:: Work required ::
Could you reproduce the lines below from the one with "Target: no new sign" through the one with "the man's gray"? Keep both ends and add nothing.

:: Natural-language object grounding data ::
▬▬▬▬▬▬▬▬▬▬
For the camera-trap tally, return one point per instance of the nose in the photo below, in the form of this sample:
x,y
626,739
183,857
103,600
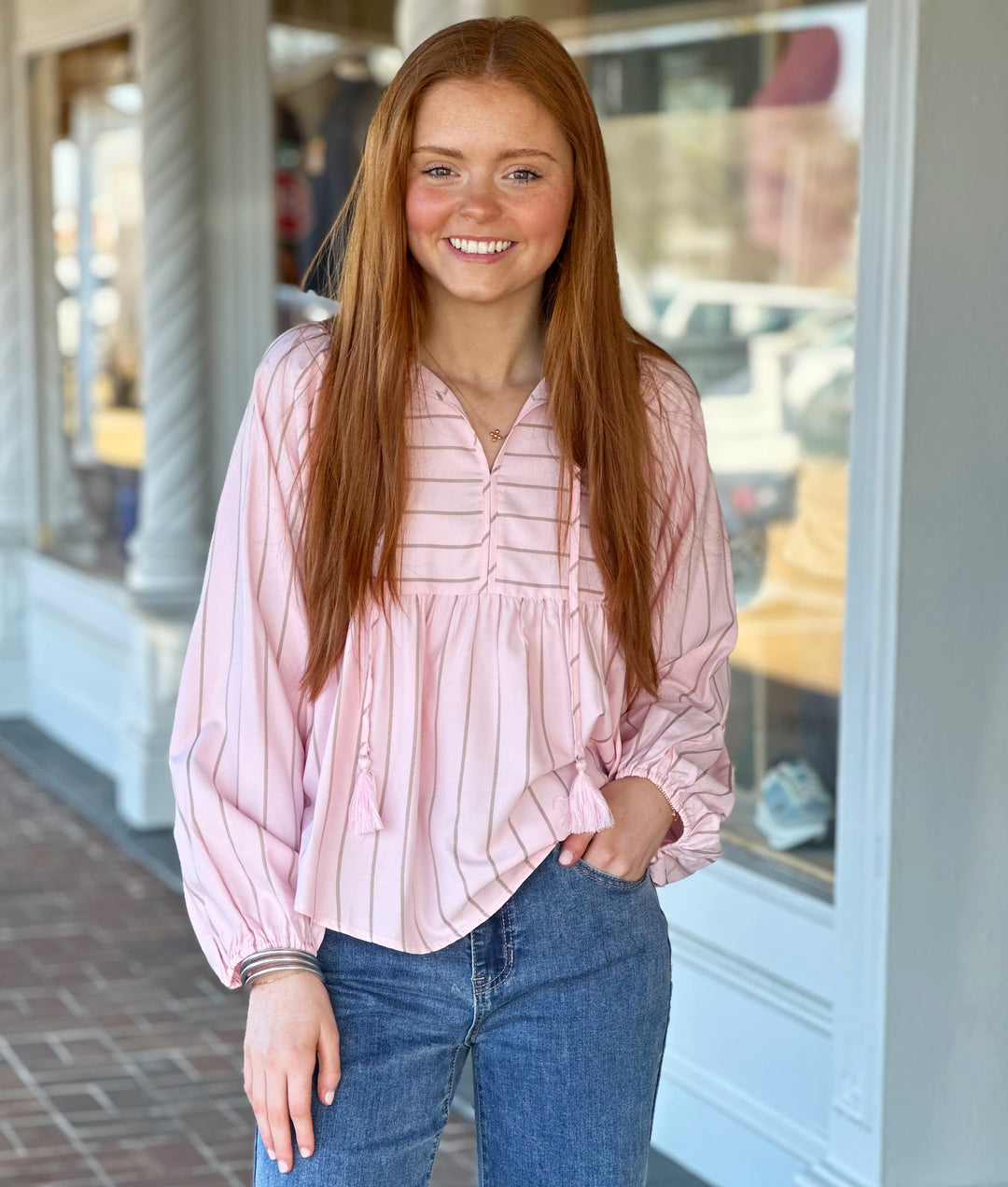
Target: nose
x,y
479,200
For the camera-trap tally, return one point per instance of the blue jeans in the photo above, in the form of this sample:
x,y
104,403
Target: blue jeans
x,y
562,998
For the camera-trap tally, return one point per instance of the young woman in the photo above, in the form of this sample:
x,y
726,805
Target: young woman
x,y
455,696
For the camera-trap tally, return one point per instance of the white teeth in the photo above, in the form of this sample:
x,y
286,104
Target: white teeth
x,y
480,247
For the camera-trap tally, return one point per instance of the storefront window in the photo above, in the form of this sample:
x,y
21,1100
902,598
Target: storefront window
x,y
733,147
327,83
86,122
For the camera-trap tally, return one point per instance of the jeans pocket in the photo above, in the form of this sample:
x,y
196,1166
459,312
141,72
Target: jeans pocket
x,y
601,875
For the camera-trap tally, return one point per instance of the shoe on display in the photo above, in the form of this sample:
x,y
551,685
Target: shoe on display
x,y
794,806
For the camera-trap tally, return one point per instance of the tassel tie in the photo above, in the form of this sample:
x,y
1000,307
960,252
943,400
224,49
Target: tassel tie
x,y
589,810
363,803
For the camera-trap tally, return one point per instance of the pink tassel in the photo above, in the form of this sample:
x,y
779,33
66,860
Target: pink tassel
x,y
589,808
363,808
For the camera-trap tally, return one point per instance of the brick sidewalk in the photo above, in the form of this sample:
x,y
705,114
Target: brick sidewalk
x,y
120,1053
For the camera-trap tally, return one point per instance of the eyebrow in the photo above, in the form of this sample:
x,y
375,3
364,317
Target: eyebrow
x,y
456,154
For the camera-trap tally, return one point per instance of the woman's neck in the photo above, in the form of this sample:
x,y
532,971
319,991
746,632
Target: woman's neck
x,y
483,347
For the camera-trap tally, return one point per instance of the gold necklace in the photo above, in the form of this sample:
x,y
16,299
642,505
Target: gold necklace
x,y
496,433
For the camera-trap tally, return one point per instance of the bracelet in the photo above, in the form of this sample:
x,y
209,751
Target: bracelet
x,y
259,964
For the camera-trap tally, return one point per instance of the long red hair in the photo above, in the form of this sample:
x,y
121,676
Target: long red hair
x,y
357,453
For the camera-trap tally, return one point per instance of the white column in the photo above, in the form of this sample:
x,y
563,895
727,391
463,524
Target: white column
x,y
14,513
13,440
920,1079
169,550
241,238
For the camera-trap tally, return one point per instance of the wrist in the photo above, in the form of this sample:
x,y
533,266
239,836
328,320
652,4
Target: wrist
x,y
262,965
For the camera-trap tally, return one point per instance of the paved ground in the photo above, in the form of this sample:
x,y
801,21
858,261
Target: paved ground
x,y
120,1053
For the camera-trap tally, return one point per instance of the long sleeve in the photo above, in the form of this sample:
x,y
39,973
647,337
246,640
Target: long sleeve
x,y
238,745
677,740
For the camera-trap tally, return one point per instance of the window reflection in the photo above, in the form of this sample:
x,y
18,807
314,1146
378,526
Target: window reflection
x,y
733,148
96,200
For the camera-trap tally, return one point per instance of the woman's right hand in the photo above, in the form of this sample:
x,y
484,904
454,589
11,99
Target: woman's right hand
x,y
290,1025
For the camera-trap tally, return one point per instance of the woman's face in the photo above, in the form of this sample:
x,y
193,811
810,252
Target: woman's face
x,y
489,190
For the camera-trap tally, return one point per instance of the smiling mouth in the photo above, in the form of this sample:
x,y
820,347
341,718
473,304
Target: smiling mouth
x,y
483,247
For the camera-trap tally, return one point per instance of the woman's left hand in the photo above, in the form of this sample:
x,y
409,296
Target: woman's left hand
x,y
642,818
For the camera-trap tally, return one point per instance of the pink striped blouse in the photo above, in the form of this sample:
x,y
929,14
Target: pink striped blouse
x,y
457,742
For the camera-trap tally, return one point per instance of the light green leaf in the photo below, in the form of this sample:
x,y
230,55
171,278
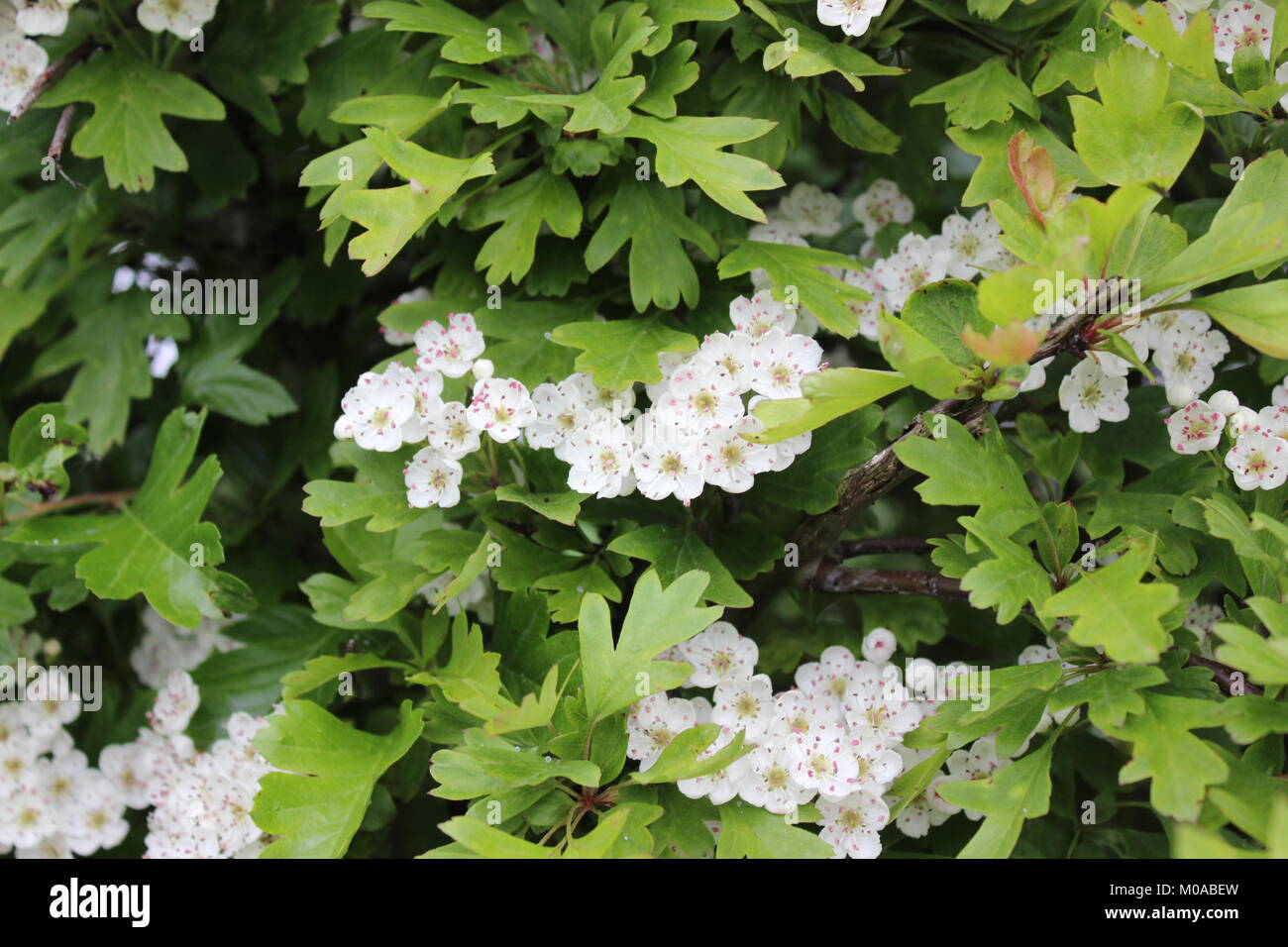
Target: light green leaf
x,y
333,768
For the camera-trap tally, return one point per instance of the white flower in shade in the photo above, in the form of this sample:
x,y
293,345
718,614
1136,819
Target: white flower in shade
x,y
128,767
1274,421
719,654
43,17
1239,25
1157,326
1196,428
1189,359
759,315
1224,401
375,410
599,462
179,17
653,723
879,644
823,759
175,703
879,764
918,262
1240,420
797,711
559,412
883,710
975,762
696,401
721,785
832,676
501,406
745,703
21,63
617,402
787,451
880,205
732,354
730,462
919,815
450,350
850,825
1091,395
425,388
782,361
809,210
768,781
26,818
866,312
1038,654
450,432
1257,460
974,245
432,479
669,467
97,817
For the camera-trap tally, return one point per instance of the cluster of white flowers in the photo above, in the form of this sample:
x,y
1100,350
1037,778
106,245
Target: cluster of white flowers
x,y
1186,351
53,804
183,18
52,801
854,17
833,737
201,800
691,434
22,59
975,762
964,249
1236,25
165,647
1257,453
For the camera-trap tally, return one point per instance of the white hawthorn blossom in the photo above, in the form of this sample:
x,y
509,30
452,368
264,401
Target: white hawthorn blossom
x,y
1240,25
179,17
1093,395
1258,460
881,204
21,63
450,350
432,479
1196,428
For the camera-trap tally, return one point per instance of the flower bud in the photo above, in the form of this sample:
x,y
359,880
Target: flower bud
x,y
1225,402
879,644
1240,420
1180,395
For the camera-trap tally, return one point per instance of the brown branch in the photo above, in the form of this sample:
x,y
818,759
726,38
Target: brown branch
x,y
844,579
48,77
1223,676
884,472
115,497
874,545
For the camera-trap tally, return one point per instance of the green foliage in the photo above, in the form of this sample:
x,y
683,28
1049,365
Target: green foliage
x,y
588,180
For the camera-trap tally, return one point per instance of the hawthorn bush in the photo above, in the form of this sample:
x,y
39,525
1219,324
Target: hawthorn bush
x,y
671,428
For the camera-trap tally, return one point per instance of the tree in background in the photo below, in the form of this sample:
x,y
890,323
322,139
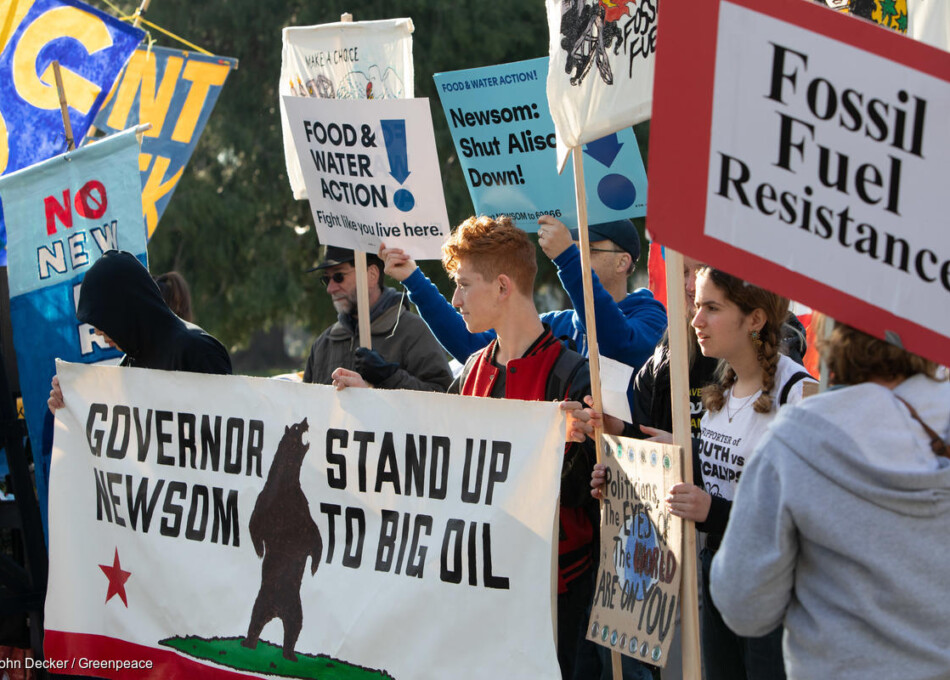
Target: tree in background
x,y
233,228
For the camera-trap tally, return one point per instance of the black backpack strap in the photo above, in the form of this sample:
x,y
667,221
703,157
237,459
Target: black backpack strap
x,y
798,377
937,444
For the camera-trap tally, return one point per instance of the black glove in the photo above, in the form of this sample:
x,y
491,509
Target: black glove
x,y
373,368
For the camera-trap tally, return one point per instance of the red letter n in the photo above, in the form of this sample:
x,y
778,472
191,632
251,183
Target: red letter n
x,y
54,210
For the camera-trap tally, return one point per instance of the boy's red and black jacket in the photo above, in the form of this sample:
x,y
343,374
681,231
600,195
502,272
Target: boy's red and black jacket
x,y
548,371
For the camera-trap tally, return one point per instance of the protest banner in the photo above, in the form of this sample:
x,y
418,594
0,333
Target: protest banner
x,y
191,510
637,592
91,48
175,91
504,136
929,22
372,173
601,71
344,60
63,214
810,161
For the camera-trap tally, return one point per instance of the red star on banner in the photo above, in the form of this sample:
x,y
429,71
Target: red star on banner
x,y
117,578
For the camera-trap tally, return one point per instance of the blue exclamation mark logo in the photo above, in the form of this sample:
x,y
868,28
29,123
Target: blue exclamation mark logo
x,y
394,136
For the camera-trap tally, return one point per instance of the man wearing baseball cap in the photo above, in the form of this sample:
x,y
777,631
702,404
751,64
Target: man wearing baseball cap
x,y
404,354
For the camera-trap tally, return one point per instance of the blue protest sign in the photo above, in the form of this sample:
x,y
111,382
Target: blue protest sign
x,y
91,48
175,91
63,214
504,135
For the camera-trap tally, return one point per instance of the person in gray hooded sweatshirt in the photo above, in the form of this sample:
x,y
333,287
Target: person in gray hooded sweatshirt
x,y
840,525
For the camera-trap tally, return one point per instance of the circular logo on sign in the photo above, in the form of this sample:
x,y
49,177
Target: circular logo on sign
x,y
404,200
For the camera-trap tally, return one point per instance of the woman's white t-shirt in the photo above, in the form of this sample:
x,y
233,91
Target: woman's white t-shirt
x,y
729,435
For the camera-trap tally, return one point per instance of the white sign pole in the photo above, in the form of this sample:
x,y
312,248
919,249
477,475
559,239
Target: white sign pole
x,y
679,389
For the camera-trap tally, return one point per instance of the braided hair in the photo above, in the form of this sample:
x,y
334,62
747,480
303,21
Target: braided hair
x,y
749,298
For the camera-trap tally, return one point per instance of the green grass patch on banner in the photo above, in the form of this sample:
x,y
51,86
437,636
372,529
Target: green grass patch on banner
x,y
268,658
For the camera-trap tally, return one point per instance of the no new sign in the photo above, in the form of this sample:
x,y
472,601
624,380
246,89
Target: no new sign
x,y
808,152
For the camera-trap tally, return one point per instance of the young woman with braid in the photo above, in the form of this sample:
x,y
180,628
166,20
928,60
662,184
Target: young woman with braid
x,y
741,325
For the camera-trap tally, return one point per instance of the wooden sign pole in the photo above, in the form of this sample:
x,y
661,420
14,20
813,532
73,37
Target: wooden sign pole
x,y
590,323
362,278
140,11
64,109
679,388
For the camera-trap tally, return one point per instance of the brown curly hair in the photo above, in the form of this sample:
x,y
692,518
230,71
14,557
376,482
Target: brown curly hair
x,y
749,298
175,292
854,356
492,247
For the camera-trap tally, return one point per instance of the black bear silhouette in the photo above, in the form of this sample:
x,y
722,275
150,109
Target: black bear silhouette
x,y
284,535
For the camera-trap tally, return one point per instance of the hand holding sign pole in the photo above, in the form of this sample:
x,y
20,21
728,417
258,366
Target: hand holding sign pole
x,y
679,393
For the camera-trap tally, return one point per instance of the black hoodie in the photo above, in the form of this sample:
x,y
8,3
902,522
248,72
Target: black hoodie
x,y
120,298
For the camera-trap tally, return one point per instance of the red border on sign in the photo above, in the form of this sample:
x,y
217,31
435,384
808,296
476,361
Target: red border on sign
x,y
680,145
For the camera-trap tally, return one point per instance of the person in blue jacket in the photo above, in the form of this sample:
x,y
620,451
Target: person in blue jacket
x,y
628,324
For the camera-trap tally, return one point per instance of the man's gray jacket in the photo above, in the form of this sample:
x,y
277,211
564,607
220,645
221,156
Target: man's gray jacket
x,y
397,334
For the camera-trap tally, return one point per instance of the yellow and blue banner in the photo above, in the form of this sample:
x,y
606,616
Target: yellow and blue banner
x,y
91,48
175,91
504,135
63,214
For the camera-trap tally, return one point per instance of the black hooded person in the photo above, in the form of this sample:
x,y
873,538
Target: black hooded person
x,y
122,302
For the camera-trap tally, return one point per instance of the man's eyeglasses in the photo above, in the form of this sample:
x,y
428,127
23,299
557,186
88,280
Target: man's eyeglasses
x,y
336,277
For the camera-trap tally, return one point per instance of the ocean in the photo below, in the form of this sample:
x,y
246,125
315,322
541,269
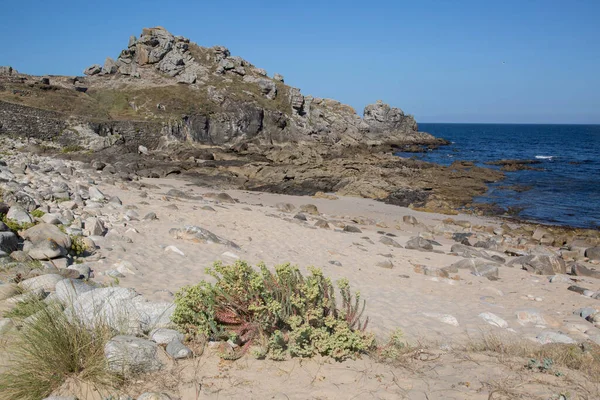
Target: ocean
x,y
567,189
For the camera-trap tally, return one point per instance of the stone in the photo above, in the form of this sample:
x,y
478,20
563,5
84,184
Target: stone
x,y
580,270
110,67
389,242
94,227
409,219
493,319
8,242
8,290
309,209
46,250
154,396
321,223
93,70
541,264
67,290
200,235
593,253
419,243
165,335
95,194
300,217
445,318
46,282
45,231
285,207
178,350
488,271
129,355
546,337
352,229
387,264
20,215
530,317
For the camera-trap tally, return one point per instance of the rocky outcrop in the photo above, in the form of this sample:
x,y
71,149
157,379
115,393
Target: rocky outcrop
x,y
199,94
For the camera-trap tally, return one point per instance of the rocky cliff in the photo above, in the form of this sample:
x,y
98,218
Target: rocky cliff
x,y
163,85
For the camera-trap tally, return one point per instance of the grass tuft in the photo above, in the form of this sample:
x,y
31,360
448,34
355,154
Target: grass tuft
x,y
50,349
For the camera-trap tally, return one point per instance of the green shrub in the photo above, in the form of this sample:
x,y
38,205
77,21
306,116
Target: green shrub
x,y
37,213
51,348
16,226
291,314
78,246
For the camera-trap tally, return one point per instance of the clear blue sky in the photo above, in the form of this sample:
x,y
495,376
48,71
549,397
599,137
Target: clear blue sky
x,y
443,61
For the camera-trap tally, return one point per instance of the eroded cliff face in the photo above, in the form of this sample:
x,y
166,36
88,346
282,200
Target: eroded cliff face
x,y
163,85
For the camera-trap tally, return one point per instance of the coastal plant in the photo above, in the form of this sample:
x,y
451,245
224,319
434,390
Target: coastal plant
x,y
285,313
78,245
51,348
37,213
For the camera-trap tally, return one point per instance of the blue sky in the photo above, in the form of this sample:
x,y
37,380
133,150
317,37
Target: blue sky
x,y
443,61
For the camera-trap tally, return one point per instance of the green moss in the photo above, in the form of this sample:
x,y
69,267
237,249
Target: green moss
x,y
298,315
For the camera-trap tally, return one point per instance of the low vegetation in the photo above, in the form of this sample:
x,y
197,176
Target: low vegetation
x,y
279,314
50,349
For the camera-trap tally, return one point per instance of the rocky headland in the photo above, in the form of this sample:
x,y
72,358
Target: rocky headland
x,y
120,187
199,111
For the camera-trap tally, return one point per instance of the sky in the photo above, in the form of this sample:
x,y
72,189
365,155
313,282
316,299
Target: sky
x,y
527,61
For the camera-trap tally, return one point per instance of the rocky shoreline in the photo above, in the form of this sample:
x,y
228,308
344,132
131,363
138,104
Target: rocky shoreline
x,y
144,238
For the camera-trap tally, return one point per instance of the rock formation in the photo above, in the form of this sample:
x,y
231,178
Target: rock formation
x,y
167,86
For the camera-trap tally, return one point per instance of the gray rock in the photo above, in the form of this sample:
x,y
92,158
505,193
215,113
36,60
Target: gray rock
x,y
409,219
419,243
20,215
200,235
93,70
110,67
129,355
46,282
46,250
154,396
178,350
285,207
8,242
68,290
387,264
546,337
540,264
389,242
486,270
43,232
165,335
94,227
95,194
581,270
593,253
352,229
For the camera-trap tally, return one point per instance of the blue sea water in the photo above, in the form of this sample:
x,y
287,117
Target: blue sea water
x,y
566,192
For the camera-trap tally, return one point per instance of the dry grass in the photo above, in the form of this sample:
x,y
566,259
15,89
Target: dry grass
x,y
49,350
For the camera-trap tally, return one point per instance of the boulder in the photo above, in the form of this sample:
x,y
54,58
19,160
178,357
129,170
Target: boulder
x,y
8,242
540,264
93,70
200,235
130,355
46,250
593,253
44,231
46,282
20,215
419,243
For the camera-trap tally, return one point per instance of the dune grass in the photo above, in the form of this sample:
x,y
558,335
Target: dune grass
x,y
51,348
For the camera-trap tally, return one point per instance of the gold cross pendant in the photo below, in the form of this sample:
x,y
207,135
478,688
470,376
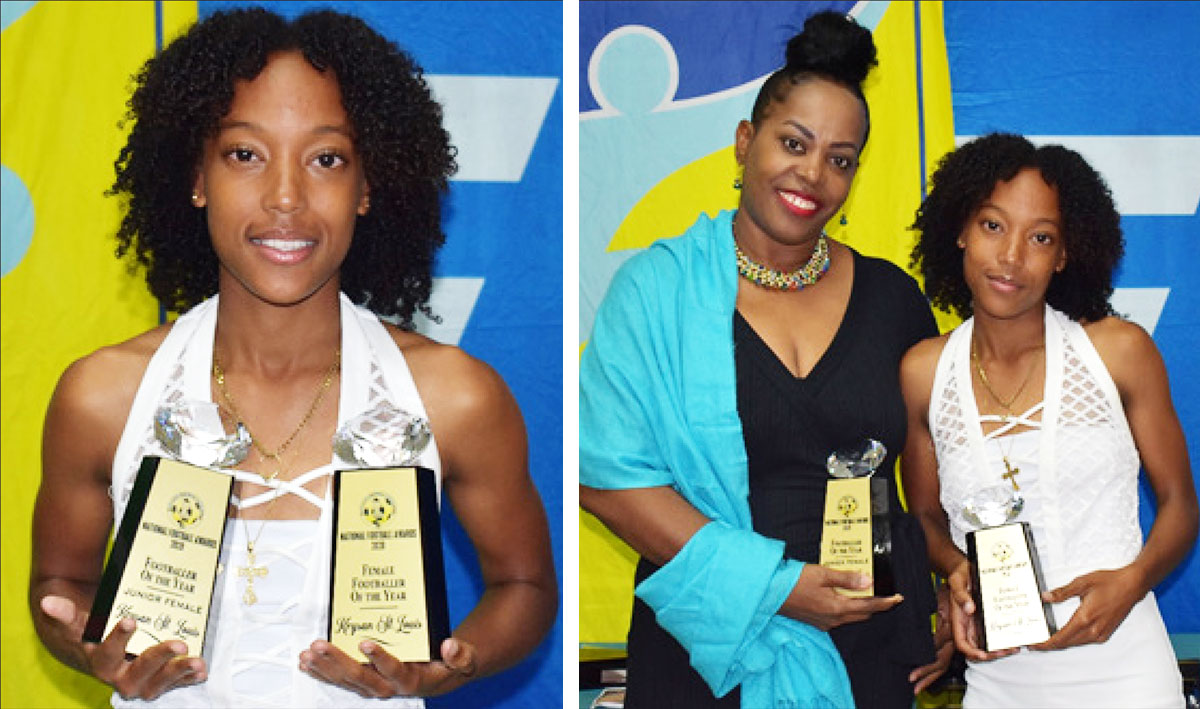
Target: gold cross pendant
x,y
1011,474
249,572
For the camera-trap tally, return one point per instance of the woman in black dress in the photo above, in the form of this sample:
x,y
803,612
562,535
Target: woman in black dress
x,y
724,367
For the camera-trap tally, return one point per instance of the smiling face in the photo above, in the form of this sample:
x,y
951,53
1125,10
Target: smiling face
▬▬▬▬▬▬▬▬▬▬
:: Output of the exercise ::
Target: no new sign
x,y
808,152
For the camera-trap tally, return one point per instance of the young woman with braid in the photo above, in the form of this sample:
x,y
180,628
166,20
928,60
662,184
Target: young woman with braid
x,y
741,325
For the camera-trap tally, return one point per instance of the wooden sign pole in the photo above, in the form of this sample:
x,y
661,420
14,20
813,532
73,37
Target: wooden sign pole
x,y
590,323
362,278
140,11
64,109
679,388
For the camera-trap tally, return one point per instance of the brown curly hair in the photo above, in the form of this sample:
x,y
692,518
230,71
14,557
376,482
Target: brown curly hair
x,y
749,298
175,292
854,356
492,247
For the camera-trap tally, return one point per instance of the black bear silhouette in the photo above, in the form of this sample:
x,y
722,275
150,109
Target: black bear silhouette
x,y
284,535
For the camera-trap tally, return one point per instance of the hand holding sign pole in the photo above, in the form of this sample:
x,y
20,21
728,417
258,366
Target: hand holding sign pole
x,y
679,393
For the camera-trap tally, return one point per instance of the black hoodie in the photo above, in the form of this sample:
x,y
8,3
902,522
248,72
Target: black hoodie
x,y
120,298
For the camera-trap tally, return one point per instance of the red border on sign in the photo above, in the form of this sample:
x,y
217,31
435,384
808,296
476,361
Target: red border on sign
x,y
680,145
For the camera-trap tally, return one point per instance of the person in blue jacket in the photo above, in the form of this sample:
x,y
620,451
Target: person in blue jacket
x,y
628,324
For the camera-trap tally, return one point per instance of the man's gray jacket in the photo above, in the form of this sample:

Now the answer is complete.